[Start of section]
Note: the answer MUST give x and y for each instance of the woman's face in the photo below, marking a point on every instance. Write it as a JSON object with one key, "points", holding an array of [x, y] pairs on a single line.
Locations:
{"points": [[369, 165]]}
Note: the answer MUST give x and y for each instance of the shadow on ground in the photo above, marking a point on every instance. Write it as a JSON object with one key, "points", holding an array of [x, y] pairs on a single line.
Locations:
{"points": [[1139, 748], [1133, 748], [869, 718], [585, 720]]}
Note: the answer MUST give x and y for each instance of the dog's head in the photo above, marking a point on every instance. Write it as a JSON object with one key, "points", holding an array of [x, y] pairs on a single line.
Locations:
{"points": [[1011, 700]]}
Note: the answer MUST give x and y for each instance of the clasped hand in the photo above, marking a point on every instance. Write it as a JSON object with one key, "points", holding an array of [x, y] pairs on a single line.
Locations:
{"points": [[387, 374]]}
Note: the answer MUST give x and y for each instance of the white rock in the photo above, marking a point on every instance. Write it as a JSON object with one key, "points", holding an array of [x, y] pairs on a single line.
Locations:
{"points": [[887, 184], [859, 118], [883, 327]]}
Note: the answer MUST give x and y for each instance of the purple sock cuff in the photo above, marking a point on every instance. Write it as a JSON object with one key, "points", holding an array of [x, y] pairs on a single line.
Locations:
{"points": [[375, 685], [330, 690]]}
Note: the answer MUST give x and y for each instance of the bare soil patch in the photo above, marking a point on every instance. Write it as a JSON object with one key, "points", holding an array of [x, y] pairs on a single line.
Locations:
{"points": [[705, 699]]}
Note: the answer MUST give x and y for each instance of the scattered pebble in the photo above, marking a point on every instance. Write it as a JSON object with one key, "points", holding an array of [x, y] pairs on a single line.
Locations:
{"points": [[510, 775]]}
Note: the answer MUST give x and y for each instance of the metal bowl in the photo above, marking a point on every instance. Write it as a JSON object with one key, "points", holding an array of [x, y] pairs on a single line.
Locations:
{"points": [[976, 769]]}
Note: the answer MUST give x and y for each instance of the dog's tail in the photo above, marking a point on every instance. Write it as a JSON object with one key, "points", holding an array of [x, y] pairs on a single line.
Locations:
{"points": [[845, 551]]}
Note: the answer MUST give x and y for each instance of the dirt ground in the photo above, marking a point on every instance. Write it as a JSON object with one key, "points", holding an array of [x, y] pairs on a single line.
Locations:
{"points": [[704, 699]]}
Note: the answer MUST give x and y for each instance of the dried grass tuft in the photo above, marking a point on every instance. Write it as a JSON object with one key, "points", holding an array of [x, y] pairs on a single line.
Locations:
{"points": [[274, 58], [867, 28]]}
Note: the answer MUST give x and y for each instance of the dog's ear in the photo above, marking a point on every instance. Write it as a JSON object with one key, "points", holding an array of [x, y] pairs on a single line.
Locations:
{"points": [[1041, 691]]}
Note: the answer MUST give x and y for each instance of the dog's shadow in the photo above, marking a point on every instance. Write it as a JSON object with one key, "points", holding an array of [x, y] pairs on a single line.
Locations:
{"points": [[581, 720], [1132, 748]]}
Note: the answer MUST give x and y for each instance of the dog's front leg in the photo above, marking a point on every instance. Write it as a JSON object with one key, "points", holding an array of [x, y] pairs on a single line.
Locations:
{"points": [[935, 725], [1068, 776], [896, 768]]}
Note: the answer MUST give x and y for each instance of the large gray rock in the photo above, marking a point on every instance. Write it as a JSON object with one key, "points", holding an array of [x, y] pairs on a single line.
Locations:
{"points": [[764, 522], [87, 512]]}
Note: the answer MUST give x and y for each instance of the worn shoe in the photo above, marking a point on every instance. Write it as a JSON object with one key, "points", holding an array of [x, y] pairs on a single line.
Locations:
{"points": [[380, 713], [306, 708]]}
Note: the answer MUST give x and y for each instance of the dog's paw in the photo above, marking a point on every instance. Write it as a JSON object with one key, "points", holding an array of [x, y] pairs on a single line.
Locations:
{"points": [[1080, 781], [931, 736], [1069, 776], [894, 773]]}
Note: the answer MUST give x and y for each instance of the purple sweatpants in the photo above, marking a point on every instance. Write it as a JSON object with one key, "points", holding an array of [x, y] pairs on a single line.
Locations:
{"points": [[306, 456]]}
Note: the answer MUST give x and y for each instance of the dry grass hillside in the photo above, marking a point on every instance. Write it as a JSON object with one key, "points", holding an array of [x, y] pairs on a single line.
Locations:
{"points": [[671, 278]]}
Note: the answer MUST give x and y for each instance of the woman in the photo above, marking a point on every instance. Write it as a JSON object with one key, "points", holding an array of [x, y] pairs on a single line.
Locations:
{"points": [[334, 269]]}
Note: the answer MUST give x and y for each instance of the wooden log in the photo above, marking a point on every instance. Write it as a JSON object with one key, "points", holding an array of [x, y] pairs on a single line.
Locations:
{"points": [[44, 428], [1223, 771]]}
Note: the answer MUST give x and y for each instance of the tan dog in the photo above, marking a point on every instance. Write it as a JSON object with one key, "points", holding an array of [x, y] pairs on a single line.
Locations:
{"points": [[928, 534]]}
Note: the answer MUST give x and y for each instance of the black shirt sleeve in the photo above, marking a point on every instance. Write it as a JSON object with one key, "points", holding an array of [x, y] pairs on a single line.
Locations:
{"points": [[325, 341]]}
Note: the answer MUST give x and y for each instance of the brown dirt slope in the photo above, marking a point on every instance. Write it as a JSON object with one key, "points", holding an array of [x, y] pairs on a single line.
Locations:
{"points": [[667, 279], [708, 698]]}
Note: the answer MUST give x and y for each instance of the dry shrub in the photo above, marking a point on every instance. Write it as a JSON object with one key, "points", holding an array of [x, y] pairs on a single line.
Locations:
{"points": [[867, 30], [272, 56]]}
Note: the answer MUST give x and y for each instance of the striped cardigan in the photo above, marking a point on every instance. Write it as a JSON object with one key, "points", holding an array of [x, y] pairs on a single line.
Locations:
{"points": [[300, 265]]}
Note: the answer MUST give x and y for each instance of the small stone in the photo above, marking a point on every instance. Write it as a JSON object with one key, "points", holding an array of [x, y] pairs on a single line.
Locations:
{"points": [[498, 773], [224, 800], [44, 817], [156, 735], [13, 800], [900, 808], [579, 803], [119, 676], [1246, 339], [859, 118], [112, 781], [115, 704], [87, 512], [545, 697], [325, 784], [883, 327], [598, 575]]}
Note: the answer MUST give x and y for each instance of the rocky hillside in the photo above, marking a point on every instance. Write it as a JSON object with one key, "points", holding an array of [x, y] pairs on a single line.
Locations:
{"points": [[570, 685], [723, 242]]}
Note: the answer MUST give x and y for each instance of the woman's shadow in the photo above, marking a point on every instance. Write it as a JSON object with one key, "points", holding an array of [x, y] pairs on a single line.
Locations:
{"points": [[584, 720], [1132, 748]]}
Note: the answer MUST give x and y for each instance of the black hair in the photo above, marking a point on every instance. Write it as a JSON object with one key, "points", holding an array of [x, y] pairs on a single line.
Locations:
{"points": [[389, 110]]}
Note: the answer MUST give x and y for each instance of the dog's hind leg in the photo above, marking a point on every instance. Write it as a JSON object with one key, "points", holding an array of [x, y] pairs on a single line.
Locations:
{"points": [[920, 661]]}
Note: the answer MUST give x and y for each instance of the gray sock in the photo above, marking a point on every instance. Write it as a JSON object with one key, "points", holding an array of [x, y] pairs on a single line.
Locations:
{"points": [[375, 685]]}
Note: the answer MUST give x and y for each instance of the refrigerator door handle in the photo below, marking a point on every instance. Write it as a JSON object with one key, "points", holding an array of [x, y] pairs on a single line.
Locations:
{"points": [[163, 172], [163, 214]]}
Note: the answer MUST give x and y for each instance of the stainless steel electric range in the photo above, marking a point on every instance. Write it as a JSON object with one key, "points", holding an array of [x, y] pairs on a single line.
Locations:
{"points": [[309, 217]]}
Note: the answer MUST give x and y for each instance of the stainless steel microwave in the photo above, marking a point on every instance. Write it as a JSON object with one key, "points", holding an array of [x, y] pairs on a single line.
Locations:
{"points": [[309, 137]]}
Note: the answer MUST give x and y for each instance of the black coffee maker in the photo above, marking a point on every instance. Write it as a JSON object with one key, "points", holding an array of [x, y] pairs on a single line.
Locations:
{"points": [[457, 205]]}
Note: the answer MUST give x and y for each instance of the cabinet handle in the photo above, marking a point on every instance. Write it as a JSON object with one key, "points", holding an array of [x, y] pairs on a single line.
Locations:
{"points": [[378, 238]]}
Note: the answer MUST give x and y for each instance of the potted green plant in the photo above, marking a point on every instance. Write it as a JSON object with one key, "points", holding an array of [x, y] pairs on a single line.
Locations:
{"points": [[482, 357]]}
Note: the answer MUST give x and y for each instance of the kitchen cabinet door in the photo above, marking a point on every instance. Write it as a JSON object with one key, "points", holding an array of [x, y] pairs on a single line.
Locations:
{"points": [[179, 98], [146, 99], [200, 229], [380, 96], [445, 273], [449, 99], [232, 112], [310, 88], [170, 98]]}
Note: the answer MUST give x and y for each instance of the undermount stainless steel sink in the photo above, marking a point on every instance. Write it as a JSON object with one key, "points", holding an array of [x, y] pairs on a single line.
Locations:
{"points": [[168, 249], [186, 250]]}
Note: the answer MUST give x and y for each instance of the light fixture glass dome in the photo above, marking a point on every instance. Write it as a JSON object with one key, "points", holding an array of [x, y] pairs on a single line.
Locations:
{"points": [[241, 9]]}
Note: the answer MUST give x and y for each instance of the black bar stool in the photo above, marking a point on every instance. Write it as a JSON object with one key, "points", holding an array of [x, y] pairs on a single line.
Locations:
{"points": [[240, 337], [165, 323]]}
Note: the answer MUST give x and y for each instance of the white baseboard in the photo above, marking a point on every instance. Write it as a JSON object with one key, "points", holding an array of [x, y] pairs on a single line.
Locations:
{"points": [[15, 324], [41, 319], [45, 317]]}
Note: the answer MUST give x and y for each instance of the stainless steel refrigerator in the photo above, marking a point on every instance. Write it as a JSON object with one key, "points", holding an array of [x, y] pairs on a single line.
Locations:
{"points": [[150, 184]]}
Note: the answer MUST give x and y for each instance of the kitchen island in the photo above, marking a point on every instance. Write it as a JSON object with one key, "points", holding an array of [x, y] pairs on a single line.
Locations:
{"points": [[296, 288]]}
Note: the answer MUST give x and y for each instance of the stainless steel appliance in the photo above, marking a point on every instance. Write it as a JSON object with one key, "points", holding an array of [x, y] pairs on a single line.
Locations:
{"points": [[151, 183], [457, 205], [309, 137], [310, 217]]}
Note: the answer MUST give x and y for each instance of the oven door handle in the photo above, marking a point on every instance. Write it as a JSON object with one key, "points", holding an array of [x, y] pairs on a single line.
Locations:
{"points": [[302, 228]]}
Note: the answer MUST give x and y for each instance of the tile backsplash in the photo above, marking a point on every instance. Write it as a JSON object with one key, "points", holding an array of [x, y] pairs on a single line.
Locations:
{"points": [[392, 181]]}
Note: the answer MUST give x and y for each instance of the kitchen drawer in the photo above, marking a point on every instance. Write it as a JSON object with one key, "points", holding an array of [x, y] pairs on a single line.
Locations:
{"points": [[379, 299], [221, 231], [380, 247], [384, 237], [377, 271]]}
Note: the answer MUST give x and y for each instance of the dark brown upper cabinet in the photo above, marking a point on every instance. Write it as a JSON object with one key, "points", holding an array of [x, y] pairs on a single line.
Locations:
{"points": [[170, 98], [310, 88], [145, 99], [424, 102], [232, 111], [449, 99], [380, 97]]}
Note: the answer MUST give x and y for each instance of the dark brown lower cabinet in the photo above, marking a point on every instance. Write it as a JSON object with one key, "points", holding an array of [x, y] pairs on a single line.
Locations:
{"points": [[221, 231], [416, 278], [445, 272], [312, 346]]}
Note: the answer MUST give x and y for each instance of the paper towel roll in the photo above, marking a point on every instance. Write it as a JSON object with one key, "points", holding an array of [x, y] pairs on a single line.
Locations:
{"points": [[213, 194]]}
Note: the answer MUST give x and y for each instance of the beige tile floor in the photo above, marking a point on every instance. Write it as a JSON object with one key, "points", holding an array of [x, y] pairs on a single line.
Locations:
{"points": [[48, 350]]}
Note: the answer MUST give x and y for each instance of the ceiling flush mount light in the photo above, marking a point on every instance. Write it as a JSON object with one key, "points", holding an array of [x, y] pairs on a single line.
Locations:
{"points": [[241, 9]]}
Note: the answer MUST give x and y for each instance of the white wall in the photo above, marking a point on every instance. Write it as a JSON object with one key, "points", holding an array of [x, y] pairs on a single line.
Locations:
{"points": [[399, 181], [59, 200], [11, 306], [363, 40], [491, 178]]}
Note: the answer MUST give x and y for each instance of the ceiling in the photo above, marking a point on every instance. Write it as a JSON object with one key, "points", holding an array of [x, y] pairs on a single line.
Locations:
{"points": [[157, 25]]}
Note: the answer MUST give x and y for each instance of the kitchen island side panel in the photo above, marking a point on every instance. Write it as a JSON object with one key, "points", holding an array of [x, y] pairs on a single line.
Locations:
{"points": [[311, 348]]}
[End of section]
Task statement: Copy out each line of the data that has the word "dark" in it.

Response for this exercise:
Note: the answer MUST give x and y for each instance of the dark brown upper cabinet in the photo above, marking a point on every instance. Write it as a JSON object with one key, "points", holding an array of [x, y] pairs on a single line.
Note: the answer MUST give x and y for each instance of the dark brown lower cabinet in the photo above, marking a point on every instance. Write it as a JSON object with one key, "points", holding an array of [x, y] pairs on a single line.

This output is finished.